Stored items from a collection
* Start *
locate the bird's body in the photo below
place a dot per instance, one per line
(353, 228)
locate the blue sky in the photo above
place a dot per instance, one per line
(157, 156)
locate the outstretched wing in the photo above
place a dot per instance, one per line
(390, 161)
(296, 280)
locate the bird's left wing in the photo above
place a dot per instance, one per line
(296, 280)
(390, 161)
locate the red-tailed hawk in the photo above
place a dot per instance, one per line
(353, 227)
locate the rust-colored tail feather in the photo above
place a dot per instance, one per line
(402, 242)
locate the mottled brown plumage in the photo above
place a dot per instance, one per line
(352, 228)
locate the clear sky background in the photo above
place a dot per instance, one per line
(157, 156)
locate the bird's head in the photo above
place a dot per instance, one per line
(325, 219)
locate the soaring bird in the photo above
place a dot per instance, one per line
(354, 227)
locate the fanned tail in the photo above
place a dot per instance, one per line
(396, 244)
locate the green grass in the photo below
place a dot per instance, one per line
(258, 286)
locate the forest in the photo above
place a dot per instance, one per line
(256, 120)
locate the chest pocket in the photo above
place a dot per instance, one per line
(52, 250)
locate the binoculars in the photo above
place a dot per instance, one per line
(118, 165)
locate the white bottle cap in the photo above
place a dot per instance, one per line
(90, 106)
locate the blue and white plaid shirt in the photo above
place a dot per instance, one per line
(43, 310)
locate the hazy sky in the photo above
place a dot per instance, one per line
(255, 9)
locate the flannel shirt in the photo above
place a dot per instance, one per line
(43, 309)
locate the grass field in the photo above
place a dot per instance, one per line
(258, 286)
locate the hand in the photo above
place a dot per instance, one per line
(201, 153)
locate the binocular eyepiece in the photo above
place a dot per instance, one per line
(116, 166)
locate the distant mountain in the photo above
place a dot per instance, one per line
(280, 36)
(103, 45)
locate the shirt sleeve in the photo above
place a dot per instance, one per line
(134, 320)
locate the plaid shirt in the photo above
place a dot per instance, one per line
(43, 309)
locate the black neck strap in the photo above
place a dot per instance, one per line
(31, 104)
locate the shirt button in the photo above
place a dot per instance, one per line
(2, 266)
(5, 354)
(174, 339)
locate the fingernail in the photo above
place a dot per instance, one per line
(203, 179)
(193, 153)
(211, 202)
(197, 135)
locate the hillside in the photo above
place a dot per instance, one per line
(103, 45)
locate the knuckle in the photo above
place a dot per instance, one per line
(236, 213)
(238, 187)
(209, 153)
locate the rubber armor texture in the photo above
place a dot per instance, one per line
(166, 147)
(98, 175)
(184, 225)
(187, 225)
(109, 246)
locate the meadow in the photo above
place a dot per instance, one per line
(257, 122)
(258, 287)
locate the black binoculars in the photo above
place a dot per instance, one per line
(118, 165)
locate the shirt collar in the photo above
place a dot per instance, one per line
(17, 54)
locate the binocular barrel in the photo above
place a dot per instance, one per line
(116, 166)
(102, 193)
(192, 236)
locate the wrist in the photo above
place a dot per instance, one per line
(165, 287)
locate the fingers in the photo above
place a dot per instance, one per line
* End *
* _REQUIREMENT_
Reproduce all of the material above word for word.

* _RESULT BELOW_
locate the bird's body in the photo below
place a dot per instance, one per line
(353, 228)
locate the blue sky in the photo above
place a dot per instance, one per line
(157, 156)
locate the outstretched wing in the photo above
place a dot per instance, one per line
(390, 161)
(296, 280)
locate the bird's left wing in the photo above
place a dot per instance, one per line
(296, 280)
(390, 161)
locate the red-tailed hawk in the photo above
place a dot per instance, one per line
(353, 227)
locate the rust-colored tail feather in the photo above
place a dot per instance, one per line
(402, 242)
locate the mottled brown plumage in the photo above
place a dot per instance, one per line
(352, 228)
locate the clear sky background in the photo above
place a dot per instance, one per line
(157, 156)
locate the bird's head in the photo above
place a dot per instance, one per line
(325, 219)
locate the soaring bird in the photo above
place a dot per instance, one per line
(354, 227)
locate the fanned tail in the photo above
place a dot per instance, one per line
(396, 244)
locate the green grass in the photo below
place a dot per instance, one per line
(258, 286)
locate the forest in the photo above
place a dot per instance, one per line
(256, 120)
locate the chest pocket in the photo above
place a dot per instance, one per line
(52, 250)
locate the binoculars in the photo above
place a dot per instance, one per line
(118, 165)
locate the white bottle cap in the photo above
place a dot per instance, one per line
(90, 106)
locate the blue and white plaid shirt in the photo above
place a dot per instance, one per line
(43, 310)
locate the hazy sky in the photo above
place a dot per instance, one per line
(255, 9)
locate the flannel shirt in the photo above
place a dot per instance, one per line
(43, 309)
locate the grass field in the photo above
place a dot per instance, one per line
(258, 286)
locate the hand in the photo above
place a dot per instance, one per line
(201, 153)
locate the binocular eyepiece in the photo above
place a dot per instance, one per line
(116, 166)
locate the distant mountain in the photo above
place a dot per instance, one per line
(280, 36)
(103, 45)
locate the shirt sleeve in the photo above
place a dot per instance, one per line
(134, 320)
locate the plaid shirt in the photo above
place a dot per instance, one per line
(43, 309)
locate the black neck strap in the photo above
place a dot per instance, one per line
(31, 104)
locate the shirt button in the photo above
place a dot per instance, one per line
(2, 266)
(5, 354)
(174, 339)
locate the fingernail in the photo above
place a dot per instance, one per line
(203, 179)
(193, 153)
(211, 202)
(197, 135)
locate the hillside in the photo above
place a dot per instance, one per line
(103, 45)
locate the knuckle in the photo above
place a dot per instance, one per line
(236, 213)
(238, 187)
(209, 153)
locate the rubber armor texture in the photo above
place a dot per instance, one per line
(166, 147)
(98, 175)
(184, 225)
(187, 225)
(109, 246)
locate the meadow in the photo above
place a dot per instance, one per line
(257, 122)
(258, 287)
locate the black binoculars in the photo above
place a dot per instance, one per line
(118, 165)
locate the shirt collar in the photo above
place a dot per instance, one per line
(17, 54)
locate the binocular barrel in the photo above
place a dot per instance, one per line
(116, 166)
(102, 193)
(192, 236)
locate the wrist in the photo above
place a dot per instance, one per line
(165, 287)
locate the fingers in the photo above
place a dot per instance, one per line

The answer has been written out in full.